Work to complete: Among the lines of the records, find all that carry the word "face" and copy them.

Task material:
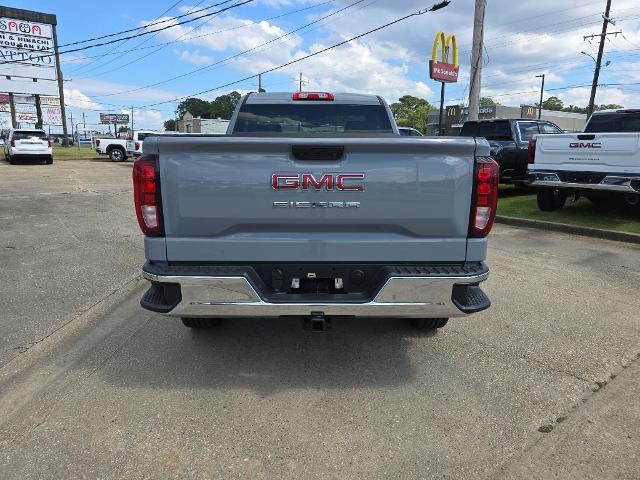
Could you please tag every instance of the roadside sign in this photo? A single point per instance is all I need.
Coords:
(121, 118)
...
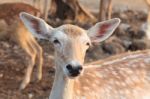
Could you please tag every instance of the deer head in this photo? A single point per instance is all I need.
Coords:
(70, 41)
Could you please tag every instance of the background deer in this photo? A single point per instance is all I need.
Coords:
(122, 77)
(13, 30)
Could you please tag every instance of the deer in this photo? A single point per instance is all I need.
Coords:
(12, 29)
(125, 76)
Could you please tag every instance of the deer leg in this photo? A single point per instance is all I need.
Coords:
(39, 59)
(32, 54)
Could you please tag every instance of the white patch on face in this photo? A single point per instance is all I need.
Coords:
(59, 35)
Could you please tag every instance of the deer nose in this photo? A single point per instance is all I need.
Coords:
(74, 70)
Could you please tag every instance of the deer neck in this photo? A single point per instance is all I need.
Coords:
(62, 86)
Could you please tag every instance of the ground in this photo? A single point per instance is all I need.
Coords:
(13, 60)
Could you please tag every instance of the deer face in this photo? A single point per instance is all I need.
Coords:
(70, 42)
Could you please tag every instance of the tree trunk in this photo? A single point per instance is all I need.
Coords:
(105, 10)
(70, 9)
---
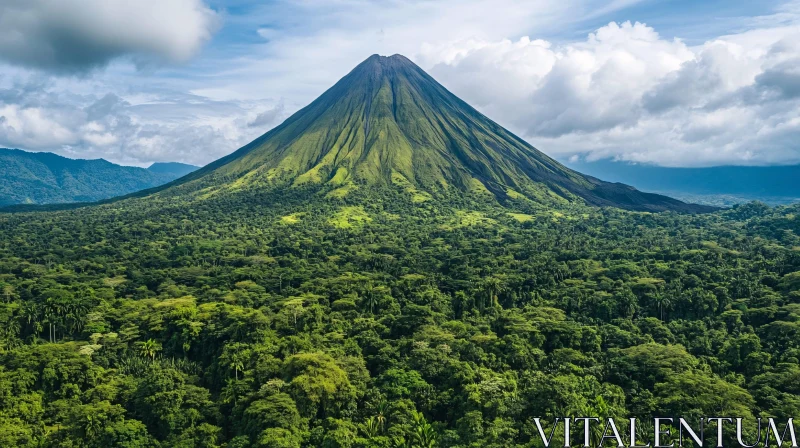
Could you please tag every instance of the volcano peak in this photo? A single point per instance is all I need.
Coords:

Response to the task:
Could you please tag every instance of the white patch on face in this photo? A single point per instance is all I need.
Could you please tag every instance of the deer face in this photo? A single point per instance is all I need.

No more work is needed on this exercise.